本文:
* * * * * * * * *
本発明は、電極先端電圧の検出に基づいてフィードバック制御を実施する溶接用電源装置に関するものである。
アーク溶接機等に用いる溶接用電源装置には、例えば特許文献1に開示のようなものがある。溶接用電源装置は、商用電源からの交流入力電力を整流した直流電力をインバータ回路にて高周波交流電力に変換し、溶接トランスにて電圧調整された高周波交流電力を整流回路と直流リアクトルとでアーク溶接に適した直流出力電力に変換している。電源装置にて生成された出力電力はトーチにて支持される電極に供給され、これにより電極先端と溶接対象との間にアークが生じて、溶接対象の溶接が行われるようになっている。
また、このような溶接用電源装置は、出力電流及び出力電圧の検出を行っており、制御装置は、その時々で検出された出力電流及び出力電圧をインバータ回路のPWM制御にフィードバックし、その時々の出力電力を適正値とする制御を実施することで、溶接性能の向上が図られている。
特公平8−103868号公報
ところで、好適なアークを生じさせるためには、電源装置内で検出する出力電圧をインバータ回路の制御値に反映させるのみならず、正にそのアークが生じている電極の先端電圧を検出し、検出した電極先端電圧を制御値に反映させるのが好ましい。
と言うのは、実際には溶接を行うトーチ(電極)と電源装置との間は離間していることが多く、両者間がパワーケーブルを介して接続されているのが一般的な使用形態である。従って、パワーケーブルのケーブル長が使用者毎に異なるため、ケーブル自体の抵抗値が異なるばかりか、ケーブルの敷設状態、例えば余長分を何周も周回させて敷設すると、直線的に敷設した場合や周回数の違いによってインダクタンス値も異なってくる。そのため、更なる溶接性能の向上を図るためには、パワーケーブルを含む電源装置外部の電極までの間での抵抗及びインダクタンスの電圧変動分が無視できないためである。
従って、電源装置内で検出する出力電圧をインバータ回路の制御値に反映させる態様では、真の電極先端電圧とは乖離した電圧値がインバータ回路の制御値に反映されることになり、このことが好適なアークの発生の妨げとなって、更なる溶接性能の向上の妨げとなることが懸念されるものである。
また本発明者らは、直流リアクトルに過飽和特性のものを用いることを検討している。具体的な特性としては、高電流領域では電流平滑のための波形制御に影響を及ぼさない必要最低限のインダクタンス値で一定であり、所定電流値以下の低電流領域ではアーク切れを防止するために電流値の減少に伴ってインダクタンス値が次第に大きくなるものである。このような直流リアクトルを用いる場合においても、電極先端電圧の検出を適切に行うことが望まれている。
* * * * * * * * *
使用する一覧:

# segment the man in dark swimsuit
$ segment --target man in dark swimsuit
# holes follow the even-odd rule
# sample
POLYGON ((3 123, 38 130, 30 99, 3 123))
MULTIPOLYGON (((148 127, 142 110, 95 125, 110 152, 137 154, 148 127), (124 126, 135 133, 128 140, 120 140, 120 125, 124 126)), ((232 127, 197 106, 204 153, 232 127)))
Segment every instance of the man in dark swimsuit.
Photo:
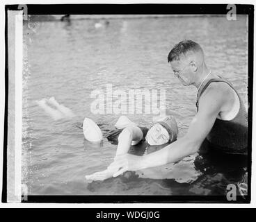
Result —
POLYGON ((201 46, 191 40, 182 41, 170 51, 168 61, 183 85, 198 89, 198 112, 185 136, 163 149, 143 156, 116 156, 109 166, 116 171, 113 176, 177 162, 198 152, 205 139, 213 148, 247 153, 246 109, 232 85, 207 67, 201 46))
* * * * * * * * *
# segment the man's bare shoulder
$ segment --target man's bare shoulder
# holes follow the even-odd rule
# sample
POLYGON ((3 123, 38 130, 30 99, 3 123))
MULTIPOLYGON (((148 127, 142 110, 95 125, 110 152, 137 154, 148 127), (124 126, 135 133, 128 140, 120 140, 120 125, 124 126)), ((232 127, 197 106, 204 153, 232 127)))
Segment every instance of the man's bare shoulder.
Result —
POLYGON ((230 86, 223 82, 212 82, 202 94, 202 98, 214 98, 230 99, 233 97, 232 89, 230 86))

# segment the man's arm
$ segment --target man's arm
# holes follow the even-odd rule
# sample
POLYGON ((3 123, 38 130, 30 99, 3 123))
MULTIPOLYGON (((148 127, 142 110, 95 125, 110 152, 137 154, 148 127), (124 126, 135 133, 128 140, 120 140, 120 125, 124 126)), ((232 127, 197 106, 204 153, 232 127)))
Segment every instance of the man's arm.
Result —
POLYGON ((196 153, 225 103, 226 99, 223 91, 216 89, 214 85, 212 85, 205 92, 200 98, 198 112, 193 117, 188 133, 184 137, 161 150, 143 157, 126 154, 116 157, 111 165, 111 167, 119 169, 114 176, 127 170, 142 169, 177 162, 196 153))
* * * * * * * * *
課題:
1. 本文のうち、「また、このような溶接用電源装」を含む語句で始まり「値に反映させるのが好ましい。」で終わる部分を、一字一句たがえずに書き写せ。
2. 一覧の中で「every」という文字列を含む行をすべて挙げよ。大文字と小文字は区別する。
本文と一覧は、それぞれ別の出典から取られている。

解答例:
1.
また、このような溶接用電源装置は、出力電流及び出力電圧の検出を行っており、制御装置は、その時々で検出された出力電流及び出力電圧をインバータ回路のPWM制御にフィードバックし、その時々の出力電力を適正値とする制御を実施することで、溶接性能の向上が図られている。
特公平8−103868号公報
ところで、好適なアークを生じさせるためには、電源装置内で検出する出力電圧をインバータ回路の制御値に反映させるのみならず、正にそのアークが生じている電極の先端電圧を検出し、検出した電極先端電圧を制御値に反映させるのが好ましい。

2.
Segment every instance of the man in dark swimsuit.
Segment every instance of the man's bare shoulder.
Segment every instance of the man's arm.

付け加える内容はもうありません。